====== TASK DATA ======
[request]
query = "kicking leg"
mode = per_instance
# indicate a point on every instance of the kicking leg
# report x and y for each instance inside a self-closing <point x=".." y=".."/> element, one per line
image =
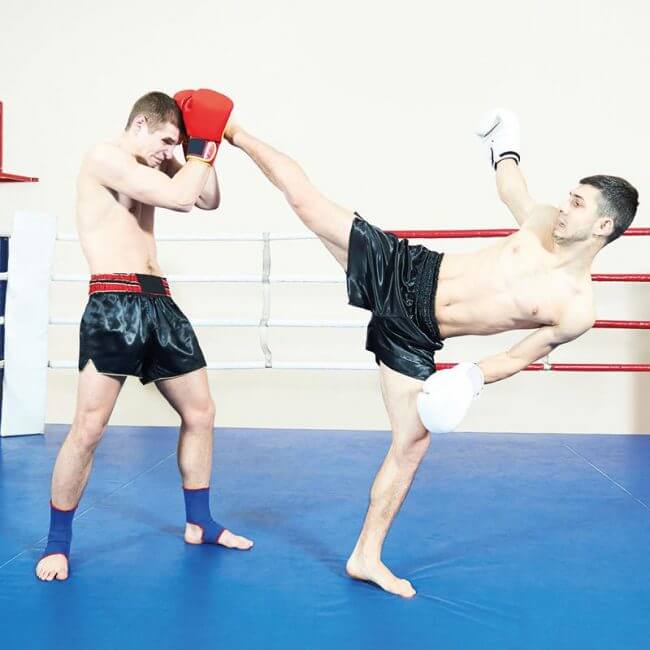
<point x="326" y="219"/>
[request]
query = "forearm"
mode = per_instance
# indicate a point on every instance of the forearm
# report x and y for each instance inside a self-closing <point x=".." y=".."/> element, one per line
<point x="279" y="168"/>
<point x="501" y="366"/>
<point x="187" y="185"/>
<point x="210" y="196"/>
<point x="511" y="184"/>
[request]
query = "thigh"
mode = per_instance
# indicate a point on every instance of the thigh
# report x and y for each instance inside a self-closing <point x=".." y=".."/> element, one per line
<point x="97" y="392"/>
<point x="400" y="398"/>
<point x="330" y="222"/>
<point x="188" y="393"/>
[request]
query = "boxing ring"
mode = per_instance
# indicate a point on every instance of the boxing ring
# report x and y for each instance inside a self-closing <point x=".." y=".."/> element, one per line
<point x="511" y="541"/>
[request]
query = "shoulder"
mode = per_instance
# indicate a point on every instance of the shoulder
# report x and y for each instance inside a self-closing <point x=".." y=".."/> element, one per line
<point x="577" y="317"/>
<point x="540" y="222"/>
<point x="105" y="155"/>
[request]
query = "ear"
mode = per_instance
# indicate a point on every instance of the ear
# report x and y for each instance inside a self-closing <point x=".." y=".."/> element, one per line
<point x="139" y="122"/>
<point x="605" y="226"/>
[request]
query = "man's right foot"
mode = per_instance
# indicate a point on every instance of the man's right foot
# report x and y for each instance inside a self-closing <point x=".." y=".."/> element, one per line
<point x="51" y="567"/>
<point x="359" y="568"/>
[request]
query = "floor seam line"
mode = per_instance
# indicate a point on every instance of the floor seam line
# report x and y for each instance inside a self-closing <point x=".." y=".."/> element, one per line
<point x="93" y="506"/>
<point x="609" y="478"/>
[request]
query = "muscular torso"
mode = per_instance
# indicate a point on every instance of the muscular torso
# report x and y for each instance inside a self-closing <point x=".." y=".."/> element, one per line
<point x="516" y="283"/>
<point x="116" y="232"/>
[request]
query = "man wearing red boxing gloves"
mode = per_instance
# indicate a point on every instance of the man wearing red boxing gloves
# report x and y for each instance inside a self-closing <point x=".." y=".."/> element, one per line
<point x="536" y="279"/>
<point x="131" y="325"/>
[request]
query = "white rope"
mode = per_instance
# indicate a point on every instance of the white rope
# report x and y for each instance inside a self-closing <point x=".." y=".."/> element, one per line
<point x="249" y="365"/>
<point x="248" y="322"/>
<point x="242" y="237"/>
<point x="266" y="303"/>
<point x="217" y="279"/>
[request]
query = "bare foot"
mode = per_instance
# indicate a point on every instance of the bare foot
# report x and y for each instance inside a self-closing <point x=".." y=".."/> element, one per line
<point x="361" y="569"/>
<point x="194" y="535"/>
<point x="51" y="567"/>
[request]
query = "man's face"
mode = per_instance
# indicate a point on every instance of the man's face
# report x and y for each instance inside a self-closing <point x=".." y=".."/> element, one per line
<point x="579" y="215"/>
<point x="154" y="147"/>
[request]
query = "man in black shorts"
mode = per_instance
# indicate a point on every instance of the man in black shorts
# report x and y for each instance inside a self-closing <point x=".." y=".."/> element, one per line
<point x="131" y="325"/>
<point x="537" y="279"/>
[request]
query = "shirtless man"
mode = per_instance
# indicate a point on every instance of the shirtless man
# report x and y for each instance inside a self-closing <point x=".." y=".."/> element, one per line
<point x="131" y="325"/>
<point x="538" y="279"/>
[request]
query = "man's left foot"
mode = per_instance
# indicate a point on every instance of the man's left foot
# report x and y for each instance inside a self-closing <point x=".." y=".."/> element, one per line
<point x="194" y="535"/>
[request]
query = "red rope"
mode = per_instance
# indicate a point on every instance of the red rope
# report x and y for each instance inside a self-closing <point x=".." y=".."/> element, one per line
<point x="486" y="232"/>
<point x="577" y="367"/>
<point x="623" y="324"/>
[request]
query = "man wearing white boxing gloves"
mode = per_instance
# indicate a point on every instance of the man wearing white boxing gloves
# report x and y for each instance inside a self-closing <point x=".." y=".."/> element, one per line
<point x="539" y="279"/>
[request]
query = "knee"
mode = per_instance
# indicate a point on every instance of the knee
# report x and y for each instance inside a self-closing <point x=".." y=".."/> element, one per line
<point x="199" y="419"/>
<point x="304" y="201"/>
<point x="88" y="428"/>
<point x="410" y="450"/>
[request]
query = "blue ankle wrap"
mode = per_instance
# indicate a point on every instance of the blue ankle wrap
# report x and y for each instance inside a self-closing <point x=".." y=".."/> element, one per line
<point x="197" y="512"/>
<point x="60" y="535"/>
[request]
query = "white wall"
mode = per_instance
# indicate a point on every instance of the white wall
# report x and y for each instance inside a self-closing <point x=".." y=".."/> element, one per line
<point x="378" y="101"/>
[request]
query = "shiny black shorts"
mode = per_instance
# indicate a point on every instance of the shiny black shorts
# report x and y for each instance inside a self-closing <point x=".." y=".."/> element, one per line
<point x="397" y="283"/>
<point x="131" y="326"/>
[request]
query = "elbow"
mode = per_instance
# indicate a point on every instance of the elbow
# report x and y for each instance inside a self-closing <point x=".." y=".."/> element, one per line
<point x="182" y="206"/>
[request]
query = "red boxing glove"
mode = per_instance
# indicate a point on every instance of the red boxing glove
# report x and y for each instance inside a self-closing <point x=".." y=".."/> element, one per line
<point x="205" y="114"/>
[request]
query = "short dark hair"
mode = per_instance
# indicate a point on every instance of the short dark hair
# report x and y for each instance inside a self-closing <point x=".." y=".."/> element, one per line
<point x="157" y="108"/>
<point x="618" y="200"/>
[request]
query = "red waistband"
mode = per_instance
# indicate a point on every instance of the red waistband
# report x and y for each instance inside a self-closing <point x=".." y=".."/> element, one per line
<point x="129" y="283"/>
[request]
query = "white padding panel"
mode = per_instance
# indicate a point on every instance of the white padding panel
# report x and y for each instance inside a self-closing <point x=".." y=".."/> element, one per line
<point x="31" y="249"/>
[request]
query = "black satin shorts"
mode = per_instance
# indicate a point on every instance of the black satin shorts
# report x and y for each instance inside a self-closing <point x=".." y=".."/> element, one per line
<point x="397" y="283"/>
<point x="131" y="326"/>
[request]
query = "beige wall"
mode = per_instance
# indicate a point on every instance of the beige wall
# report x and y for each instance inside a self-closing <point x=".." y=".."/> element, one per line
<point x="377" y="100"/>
======
• **PROBLEM REQUIREMENTS**: Across the data, tally the lines containing "padding" and give back the number alone.

• **TASK OUTPUT**: 2